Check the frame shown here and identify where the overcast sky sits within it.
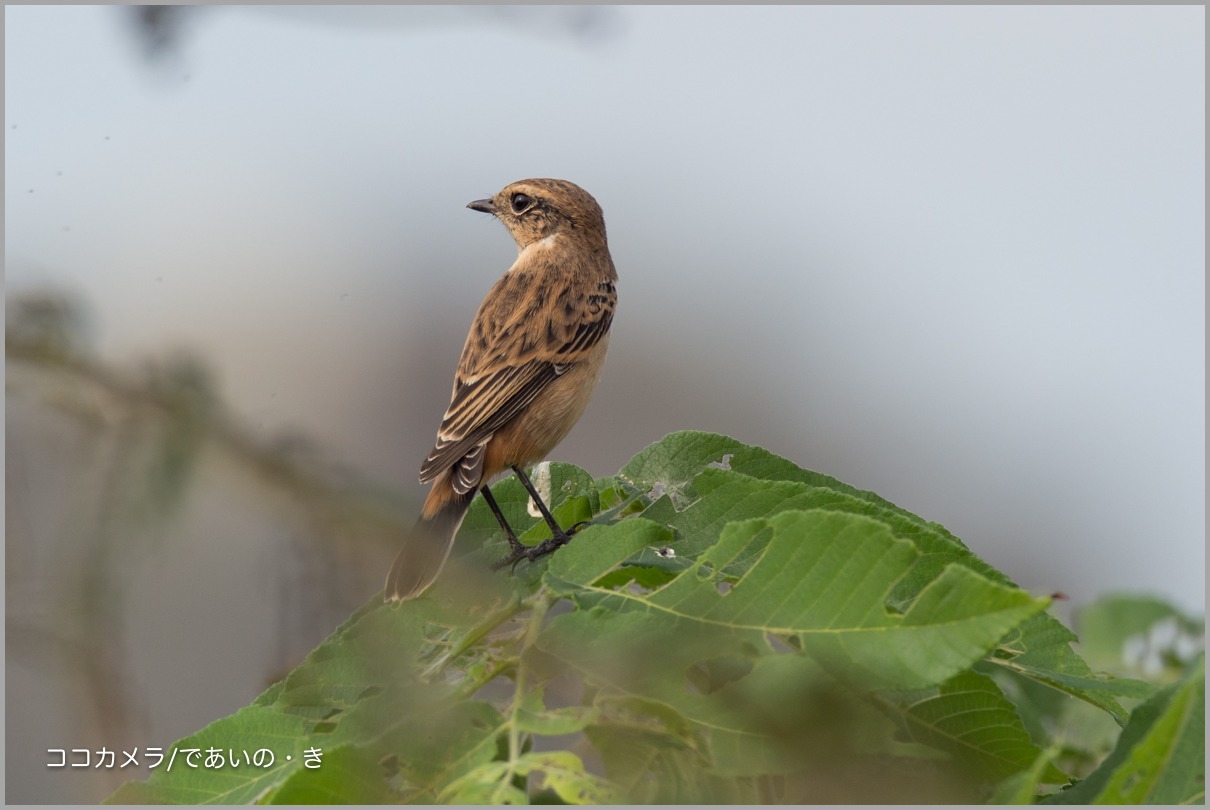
[5,6,1205,613]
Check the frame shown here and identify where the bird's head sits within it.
[466,179,605,251]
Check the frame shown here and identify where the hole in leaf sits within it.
[685,655,753,695]
[765,633,802,653]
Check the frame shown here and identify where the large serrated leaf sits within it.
[883,672,1067,785]
[552,510,1047,689]
[1050,659,1205,804]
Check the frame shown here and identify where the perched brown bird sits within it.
[385,179,617,602]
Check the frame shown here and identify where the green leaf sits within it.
[544,510,1047,689]
[517,751,622,804]
[987,748,1058,804]
[883,672,1067,785]
[1050,659,1205,804]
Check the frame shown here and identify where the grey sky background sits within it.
[5,0,1205,613]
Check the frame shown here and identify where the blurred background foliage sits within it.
[5,6,1204,802]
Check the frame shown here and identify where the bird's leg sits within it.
[513,465,571,547]
[479,484,526,552]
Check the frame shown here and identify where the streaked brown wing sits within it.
[420,271,616,487]
[420,360,560,483]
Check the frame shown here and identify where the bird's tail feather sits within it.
[382,482,474,602]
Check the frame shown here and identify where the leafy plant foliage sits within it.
[110,432,1205,804]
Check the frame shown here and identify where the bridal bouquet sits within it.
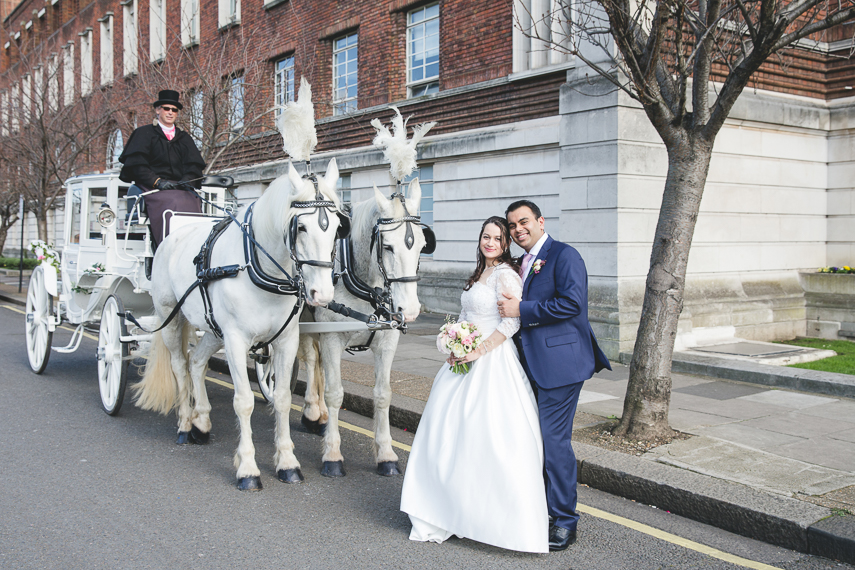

_ _ _ _ _

■ TASK GOAL ■
Could you arrange every line of the records above as a numbered list, skipping any blank lines and leaving the pictures out?

■ ANSWER TO THE PROBLEM ■
1. Check the frame shown here and identify where the overcast sky sits within it.
2. [5,6,1205,613]
3. Check the frame shown here and identify where the bird's head sits within it.
4. [466,179,605,251]
5. Check the frame shown here and identify where the hole in leaf sits within it.
6. [685,655,753,695]
7. [765,633,802,653]
8. Check the frame shown here and identify where the large serrated leaf sits within it.
9. [883,672,1067,785]
10. [552,510,1047,689]
11. [1050,659,1205,804]
12. Check the frame shown here and identify where the perched brown bird sits within it.
13. [385,179,617,602]
14. Check the frame shown here and identify where the green leaf sits within it.
15. [544,510,1047,689]
16. [517,751,622,804]
17. [987,748,1058,804]
18. [883,672,1067,785]
19. [1050,659,1205,804]
20. Check the frame shown here and identify where the grey sky background sits within it.
21. [5,0,1205,613]
22. Check the frame shown here and identify where the blurred background foliage sits within it.
23. [5,6,1204,802]
24. Check the frame shown here and identify where the bird's leg sits within it.
25. [513,465,571,547]
26. [479,484,526,552]
27. Check the frame shown here and identify where the streaked brown wing sits within it.
28. [420,271,616,487]
29. [420,360,560,483]
30. Check the frame shown here and identify where the bird's tail feather sits within it.
31. [382,482,474,602]
32. Check the frame shown here and identify where the leafy plant foliage sits within it.
33. [110,432,1205,804]
34. Check the frame shown here and identify where the bridal bouquet sits within it.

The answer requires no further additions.